**Required task**
Express the lines of the rows below as a JSON list of strings, one string per line, with blank lines omitted.

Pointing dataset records
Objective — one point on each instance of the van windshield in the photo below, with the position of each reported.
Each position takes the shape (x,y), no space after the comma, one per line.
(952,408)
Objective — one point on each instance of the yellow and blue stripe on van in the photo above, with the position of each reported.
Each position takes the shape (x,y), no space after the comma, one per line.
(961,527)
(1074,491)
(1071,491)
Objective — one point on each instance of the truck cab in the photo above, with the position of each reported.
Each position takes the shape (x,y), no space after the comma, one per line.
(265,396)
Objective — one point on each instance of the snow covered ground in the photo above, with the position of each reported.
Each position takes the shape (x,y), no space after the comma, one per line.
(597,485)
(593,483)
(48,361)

**Written response**
[
  "Objective — one point on each instance of the van windshield in the photo below, with the position of each reported.",
  "Each position takes the shape (x,y), no space after the comma, one per line.",
  "(952,408)",
  "Objective — one point on each instance of the yellow and blue stripe on van in the photo above, with the position of each reported.",
  "Each position takes the shape (x,y), no space after the comma, one per line.",
  "(961,527)",
  "(1074,491)",
  "(1071,491)",
  "Objective — one point on each instance of the truck cab in the photo above, with the position of each reported.",
  "Each position takes the shape (x,y), no space after the comma, one per line.",
  "(265,396)",
  "Objective — one point on each instance of the snow covered ground in the photo above, with the position of each reported.",
  "Each position takes the shape (x,y), no space after the comma, one per line.",
  "(597,485)",
  "(593,483)",
  "(48,361)"
]